* **Goal of the exercise**: Put the lines below into a numbered list, leaving out any blank lines.

* **Exercise inputs**:
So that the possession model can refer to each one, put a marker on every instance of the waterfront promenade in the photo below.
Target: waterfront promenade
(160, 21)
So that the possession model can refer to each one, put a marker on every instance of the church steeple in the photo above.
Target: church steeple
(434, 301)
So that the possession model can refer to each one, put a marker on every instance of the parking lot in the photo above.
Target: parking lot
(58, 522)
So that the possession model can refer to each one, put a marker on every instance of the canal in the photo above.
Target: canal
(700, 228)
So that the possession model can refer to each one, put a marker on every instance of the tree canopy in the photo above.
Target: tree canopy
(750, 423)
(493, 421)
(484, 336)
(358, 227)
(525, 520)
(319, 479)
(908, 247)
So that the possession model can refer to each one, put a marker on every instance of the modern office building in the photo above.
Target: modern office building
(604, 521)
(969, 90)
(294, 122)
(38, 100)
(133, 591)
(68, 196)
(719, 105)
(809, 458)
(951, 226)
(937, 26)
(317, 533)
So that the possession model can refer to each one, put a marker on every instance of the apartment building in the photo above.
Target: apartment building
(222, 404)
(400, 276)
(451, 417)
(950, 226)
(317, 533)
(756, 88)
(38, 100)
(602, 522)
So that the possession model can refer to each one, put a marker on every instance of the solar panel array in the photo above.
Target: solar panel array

* **Full solution**:
1. So that the possession model can refer to each one, put a marker on every instance of the waterfront promenade in the photo below.
2. Target: waterfront promenade
3. (160, 21)
4. So that the possession model can refer to each one, put a marker on every instance of the church steeple in the photo above.
5. Target: church steeple
6. (434, 301)
7. So that the possession model can refer to each one, put a marker on every instance of the parking lot in the photo above.
8. Target: parking lot
9. (58, 522)
10. So that the possession model can refer to each one, put a marker on every instance of the canal in the photo above.
11. Target: canal
12. (700, 228)
13. So that the possession model can refer to each one, put a marker on every instance of the tree canopy in the photo above.
14. Target: tree canopy
15. (750, 423)
16. (493, 421)
17. (484, 336)
18. (358, 227)
19. (525, 520)
20. (319, 479)
21. (908, 247)
22. So that the possession model can refer to each one, put a marker on every instance of the modern office building in the photo above.
23. Target: modern office building
24. (604, 521)
25. (969, 90)
26. (294, 122)
27. (38, 100)
28. (133, 591)
29. (68, 196)
30. (719, 105)
31. (809, 458)
32. (951, 226)
33. (937, 26)
34. (317, 533)
35. So that the possession model can refer to each one, put a marker on every instance of the apartment building in the photo above.
36. Target: apartment building
37. (222, 404)
38. (400, 276)
39. (451, 417)
40. (950, 226)
41. (317, 533)
42. (756, 88)
43. (38, 100)
44. (602, 522)
45. So that the possession model can refer to each one, put a marker on every instance of the solar panel array in the photo above.
46. Target: solar panel array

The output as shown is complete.